Top of Records for the task

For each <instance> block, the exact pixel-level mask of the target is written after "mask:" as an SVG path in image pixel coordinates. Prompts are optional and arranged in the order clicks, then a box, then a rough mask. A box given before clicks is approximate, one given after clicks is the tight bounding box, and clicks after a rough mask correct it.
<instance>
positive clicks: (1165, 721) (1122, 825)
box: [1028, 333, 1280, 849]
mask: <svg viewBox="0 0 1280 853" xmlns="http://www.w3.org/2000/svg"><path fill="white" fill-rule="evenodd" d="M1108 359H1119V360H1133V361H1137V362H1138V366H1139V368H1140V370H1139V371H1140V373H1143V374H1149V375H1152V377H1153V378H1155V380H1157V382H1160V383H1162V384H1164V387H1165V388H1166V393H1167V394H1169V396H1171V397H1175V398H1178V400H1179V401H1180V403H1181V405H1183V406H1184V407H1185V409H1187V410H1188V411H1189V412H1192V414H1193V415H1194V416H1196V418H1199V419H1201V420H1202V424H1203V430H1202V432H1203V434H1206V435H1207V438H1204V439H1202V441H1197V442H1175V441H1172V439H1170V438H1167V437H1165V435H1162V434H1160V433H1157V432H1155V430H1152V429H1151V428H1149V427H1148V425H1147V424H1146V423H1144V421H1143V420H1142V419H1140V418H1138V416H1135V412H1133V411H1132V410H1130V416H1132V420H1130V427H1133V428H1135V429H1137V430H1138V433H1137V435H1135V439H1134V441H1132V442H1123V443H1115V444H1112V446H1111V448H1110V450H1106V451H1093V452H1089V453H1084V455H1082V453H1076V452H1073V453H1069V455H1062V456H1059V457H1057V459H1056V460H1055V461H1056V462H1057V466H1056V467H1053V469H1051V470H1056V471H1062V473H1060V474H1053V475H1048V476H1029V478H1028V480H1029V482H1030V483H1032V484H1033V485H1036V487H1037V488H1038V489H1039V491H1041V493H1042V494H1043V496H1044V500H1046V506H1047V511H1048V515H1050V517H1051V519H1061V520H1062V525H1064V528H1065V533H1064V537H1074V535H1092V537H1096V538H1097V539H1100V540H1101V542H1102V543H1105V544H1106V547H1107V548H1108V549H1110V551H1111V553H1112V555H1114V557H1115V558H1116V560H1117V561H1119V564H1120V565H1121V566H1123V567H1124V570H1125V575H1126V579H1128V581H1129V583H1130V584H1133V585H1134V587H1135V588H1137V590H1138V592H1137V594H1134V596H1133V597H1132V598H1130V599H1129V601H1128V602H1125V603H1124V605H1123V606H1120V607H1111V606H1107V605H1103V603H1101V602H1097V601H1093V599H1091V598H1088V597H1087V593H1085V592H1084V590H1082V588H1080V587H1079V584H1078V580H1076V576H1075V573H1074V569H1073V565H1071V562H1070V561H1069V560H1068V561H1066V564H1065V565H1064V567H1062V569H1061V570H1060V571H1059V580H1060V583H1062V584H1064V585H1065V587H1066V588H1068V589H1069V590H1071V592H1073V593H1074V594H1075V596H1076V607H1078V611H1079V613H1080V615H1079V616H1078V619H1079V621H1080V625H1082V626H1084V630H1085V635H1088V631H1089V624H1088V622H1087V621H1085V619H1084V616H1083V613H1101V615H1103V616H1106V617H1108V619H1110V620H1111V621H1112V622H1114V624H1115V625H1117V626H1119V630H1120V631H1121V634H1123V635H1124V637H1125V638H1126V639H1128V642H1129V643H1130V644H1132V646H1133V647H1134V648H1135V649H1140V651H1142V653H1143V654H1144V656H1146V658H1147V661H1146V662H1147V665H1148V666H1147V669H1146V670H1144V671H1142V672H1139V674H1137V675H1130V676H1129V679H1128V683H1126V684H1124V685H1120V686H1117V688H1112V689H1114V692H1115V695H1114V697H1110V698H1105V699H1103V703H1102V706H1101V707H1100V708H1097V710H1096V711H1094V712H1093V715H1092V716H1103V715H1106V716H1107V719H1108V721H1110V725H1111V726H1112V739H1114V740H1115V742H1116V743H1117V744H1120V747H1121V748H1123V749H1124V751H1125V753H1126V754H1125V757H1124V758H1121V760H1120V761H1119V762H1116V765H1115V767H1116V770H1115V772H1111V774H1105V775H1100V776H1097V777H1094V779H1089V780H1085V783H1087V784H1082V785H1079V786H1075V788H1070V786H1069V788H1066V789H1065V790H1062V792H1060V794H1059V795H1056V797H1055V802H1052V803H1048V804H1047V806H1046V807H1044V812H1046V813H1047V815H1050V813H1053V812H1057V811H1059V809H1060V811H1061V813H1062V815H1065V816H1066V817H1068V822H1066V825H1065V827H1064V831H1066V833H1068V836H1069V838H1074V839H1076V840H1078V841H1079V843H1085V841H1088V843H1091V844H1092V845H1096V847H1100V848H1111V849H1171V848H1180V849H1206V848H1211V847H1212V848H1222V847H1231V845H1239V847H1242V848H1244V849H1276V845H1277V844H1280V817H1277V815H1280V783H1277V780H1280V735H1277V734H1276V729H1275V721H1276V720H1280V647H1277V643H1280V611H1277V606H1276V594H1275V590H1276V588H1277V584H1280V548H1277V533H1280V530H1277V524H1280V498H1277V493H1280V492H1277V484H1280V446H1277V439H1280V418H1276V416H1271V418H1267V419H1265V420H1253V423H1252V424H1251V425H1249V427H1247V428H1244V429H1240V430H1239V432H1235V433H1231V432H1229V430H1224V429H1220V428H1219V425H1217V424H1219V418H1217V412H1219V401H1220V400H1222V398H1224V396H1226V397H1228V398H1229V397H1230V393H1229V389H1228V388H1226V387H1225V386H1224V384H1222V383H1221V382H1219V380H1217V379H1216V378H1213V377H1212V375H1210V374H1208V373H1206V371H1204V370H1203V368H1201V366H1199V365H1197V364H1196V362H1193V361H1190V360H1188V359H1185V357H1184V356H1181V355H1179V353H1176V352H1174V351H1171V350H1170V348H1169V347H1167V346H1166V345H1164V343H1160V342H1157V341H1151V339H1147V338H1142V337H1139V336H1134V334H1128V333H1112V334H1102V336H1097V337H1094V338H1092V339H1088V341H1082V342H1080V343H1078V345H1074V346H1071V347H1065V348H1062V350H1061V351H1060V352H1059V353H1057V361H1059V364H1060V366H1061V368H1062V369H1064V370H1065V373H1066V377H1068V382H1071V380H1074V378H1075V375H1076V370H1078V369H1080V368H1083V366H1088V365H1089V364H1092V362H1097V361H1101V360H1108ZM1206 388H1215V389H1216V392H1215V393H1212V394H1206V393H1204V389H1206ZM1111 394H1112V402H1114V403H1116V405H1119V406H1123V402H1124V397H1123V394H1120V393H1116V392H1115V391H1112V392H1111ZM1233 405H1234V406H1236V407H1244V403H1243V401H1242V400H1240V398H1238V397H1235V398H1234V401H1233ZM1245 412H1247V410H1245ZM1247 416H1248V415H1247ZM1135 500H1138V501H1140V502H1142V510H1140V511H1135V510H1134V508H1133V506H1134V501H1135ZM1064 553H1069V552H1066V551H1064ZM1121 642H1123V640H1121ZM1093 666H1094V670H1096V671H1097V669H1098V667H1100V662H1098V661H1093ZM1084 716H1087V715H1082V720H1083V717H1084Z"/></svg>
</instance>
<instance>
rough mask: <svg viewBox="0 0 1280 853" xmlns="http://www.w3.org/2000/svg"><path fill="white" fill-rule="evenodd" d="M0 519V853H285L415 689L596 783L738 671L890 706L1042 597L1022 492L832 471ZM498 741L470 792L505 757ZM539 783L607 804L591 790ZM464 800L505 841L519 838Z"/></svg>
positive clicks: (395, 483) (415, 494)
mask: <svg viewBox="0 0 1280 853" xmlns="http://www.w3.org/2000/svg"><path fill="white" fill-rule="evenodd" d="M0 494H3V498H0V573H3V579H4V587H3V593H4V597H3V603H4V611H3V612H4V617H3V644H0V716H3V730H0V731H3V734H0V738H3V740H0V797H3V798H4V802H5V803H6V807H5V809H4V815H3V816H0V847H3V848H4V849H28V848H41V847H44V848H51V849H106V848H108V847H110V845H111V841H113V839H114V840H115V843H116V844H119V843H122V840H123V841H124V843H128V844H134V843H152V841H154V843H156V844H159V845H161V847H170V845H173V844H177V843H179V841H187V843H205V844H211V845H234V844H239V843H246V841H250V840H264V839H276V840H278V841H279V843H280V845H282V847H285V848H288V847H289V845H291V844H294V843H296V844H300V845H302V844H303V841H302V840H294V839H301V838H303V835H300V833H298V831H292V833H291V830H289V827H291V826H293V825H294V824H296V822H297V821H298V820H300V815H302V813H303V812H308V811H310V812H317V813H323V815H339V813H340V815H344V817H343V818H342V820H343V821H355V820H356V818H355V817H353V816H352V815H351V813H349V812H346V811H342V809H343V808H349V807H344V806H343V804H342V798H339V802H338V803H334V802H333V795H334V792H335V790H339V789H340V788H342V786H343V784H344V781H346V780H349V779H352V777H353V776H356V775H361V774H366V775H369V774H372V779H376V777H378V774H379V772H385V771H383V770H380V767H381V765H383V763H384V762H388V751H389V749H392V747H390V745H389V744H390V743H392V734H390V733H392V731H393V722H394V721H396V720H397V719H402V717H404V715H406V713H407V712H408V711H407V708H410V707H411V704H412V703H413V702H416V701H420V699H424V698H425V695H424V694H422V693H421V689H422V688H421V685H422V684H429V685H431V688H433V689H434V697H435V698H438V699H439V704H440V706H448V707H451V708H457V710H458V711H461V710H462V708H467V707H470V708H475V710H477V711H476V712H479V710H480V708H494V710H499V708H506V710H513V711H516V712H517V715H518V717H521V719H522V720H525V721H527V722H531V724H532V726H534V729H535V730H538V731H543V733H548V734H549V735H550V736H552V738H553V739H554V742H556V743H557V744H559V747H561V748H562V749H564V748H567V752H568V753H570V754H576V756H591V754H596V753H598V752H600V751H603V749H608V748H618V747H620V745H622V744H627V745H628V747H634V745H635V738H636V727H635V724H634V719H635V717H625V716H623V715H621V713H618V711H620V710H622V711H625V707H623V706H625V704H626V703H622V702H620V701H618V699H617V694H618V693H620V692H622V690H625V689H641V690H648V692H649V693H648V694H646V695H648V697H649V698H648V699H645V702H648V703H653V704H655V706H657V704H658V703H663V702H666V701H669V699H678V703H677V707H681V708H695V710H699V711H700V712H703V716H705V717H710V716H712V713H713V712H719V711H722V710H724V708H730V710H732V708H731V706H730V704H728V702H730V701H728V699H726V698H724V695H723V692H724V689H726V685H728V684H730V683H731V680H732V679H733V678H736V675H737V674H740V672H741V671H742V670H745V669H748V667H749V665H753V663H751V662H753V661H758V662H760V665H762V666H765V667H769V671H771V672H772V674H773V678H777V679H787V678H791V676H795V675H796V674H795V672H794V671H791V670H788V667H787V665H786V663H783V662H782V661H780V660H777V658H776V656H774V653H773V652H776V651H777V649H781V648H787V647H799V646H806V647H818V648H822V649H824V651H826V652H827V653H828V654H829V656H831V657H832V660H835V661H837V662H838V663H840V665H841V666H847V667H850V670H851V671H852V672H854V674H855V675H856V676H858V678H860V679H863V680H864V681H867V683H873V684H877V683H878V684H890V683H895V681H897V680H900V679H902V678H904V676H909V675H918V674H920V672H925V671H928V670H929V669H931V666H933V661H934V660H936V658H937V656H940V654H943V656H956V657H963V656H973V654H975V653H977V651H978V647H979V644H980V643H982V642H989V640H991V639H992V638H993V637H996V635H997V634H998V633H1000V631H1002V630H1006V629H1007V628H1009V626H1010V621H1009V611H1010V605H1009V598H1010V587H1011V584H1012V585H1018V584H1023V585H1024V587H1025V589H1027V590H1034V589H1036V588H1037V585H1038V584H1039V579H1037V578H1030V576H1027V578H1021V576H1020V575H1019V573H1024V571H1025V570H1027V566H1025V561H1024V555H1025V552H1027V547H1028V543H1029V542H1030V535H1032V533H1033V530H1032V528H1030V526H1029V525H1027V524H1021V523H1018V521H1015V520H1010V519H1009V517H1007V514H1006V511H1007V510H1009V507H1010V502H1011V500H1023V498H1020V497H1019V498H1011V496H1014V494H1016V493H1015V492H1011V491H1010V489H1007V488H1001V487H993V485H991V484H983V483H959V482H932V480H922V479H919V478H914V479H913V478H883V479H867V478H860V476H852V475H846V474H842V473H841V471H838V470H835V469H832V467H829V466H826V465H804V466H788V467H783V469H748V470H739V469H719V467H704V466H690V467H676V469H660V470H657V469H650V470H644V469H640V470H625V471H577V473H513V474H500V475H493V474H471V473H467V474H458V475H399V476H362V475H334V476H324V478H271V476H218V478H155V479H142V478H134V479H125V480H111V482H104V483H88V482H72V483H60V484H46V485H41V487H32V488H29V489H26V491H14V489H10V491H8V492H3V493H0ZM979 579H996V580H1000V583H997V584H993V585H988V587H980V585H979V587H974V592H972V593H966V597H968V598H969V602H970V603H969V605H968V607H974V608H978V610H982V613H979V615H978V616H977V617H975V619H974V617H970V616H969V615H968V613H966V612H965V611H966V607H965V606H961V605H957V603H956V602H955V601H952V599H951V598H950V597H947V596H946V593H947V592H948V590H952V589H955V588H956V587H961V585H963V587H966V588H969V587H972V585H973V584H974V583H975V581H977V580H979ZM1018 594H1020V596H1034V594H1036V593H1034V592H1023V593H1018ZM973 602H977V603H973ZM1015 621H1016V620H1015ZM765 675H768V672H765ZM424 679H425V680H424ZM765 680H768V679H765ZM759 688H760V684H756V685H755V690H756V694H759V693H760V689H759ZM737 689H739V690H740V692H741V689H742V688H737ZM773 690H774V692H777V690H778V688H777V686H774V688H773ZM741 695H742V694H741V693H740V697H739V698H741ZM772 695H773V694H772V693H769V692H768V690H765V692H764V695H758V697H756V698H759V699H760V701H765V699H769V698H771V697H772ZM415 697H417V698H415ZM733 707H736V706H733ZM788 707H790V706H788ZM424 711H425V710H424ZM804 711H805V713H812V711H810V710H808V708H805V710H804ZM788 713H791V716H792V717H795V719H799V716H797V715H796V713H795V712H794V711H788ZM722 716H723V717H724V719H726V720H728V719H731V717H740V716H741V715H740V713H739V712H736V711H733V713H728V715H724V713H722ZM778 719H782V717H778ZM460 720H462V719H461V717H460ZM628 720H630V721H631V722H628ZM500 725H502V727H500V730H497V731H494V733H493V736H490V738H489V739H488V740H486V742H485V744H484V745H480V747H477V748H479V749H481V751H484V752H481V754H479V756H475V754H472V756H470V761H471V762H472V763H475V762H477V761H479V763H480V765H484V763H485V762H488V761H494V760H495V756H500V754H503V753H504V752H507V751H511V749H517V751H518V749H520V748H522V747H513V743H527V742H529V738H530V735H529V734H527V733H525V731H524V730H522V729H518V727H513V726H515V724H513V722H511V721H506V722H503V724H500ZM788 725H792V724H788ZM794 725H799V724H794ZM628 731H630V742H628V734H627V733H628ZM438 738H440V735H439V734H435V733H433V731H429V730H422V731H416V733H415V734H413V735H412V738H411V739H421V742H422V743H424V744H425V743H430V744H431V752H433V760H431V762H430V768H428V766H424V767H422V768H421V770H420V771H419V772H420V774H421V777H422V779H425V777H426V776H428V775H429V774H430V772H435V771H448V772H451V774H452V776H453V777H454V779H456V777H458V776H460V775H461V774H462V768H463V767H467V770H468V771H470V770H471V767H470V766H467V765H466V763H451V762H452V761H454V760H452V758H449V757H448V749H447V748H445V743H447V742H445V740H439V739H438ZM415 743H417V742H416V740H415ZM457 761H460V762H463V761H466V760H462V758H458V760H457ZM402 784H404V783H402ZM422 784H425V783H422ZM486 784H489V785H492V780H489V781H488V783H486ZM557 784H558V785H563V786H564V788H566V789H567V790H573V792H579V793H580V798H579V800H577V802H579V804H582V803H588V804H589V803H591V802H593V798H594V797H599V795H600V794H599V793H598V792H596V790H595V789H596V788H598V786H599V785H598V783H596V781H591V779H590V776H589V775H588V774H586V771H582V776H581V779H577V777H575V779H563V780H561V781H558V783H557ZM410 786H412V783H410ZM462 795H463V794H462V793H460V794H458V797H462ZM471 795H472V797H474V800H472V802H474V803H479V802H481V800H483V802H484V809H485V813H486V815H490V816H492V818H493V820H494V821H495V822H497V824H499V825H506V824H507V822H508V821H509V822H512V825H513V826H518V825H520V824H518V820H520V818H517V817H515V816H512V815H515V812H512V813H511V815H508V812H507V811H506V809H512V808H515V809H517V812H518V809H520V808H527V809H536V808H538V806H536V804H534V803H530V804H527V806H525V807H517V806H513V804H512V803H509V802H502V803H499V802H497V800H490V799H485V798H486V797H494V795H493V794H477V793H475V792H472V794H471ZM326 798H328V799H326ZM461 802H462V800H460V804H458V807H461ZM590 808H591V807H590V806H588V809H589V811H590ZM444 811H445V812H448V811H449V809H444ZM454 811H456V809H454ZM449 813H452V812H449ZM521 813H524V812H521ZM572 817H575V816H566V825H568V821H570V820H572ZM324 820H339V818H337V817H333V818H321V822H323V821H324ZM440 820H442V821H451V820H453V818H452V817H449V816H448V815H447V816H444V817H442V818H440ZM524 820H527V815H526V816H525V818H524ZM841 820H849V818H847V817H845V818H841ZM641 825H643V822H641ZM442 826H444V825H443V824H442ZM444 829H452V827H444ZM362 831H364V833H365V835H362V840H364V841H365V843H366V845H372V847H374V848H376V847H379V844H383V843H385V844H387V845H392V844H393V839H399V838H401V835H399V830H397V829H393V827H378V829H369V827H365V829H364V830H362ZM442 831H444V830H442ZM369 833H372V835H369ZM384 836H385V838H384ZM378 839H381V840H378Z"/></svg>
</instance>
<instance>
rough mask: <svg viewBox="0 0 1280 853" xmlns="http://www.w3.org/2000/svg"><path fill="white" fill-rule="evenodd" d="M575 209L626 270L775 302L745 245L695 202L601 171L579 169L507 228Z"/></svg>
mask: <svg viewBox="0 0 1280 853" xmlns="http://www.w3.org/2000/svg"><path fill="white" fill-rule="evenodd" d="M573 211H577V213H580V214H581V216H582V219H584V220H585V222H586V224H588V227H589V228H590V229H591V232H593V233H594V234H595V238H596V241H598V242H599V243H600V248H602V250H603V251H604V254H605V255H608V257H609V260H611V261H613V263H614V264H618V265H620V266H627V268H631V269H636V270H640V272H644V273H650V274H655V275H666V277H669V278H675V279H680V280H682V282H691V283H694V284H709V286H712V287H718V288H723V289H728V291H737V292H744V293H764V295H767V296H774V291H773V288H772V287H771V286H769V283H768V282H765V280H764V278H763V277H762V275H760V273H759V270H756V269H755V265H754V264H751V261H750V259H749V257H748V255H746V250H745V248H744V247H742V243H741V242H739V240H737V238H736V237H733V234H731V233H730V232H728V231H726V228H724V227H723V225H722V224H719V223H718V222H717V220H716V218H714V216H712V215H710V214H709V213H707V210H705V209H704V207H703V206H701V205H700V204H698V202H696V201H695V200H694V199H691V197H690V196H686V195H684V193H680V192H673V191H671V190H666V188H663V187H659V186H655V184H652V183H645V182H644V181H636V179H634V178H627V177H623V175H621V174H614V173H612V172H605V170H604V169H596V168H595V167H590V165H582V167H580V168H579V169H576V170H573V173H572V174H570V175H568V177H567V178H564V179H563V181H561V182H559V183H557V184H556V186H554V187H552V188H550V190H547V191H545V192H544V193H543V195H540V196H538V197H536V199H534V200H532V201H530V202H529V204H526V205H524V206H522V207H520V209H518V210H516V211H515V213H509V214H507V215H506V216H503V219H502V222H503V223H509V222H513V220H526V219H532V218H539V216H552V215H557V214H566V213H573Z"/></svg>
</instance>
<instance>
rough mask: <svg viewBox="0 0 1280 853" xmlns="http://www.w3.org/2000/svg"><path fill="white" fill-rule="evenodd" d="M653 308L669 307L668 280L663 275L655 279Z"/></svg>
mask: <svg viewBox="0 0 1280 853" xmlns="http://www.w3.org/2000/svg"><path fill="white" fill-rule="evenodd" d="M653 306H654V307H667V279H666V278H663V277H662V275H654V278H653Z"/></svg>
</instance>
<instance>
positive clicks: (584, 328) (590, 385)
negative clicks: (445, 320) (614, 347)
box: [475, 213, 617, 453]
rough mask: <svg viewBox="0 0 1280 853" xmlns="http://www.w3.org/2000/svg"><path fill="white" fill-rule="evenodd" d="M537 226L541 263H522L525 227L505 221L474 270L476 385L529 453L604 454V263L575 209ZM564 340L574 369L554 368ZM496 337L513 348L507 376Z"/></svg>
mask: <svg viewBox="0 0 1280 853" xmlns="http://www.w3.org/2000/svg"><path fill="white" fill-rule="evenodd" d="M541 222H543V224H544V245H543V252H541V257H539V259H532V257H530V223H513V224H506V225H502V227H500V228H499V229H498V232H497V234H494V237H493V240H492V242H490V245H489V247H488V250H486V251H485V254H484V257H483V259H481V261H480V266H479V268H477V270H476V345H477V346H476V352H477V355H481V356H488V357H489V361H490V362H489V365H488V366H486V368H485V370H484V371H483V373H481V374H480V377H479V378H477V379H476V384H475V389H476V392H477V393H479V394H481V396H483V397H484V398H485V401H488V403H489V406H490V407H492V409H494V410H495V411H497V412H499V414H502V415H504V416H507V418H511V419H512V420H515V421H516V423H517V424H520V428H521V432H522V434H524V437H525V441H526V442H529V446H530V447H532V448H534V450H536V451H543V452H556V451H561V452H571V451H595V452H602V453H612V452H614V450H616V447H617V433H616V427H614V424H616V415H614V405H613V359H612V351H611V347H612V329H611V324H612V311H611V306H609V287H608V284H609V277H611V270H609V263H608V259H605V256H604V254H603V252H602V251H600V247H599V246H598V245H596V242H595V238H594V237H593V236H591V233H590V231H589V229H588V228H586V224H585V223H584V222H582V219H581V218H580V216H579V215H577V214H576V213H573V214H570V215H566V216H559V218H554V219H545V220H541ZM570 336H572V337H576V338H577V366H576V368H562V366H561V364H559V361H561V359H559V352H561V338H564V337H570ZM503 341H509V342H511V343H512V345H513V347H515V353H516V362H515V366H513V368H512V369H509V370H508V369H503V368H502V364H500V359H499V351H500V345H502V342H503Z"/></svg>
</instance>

Bottom of Records for the task

* **Work instruction**: Lay out the lines of the data as a numbered list, from the first line through the line that contains "box: [1028, 333, 1280, 849]", including both ends and skipping any blank lines.

* **Completed exercise**:
1. For each <instance> block, the exact pixel-level mask of the target is written after "mask:" as an SVG path in image pixel coordinates. Prompts are optional and arranged in the order clicks, then a box, then a rough mask. A box given before clicks is approximate, one given after clicks is the tight bounding box, and clicks after a rough mask correct it.
2. <instance>
3. positive clicks: (1165, 721) (1122, 825)
4. box: [1028, 333, 1280, 849]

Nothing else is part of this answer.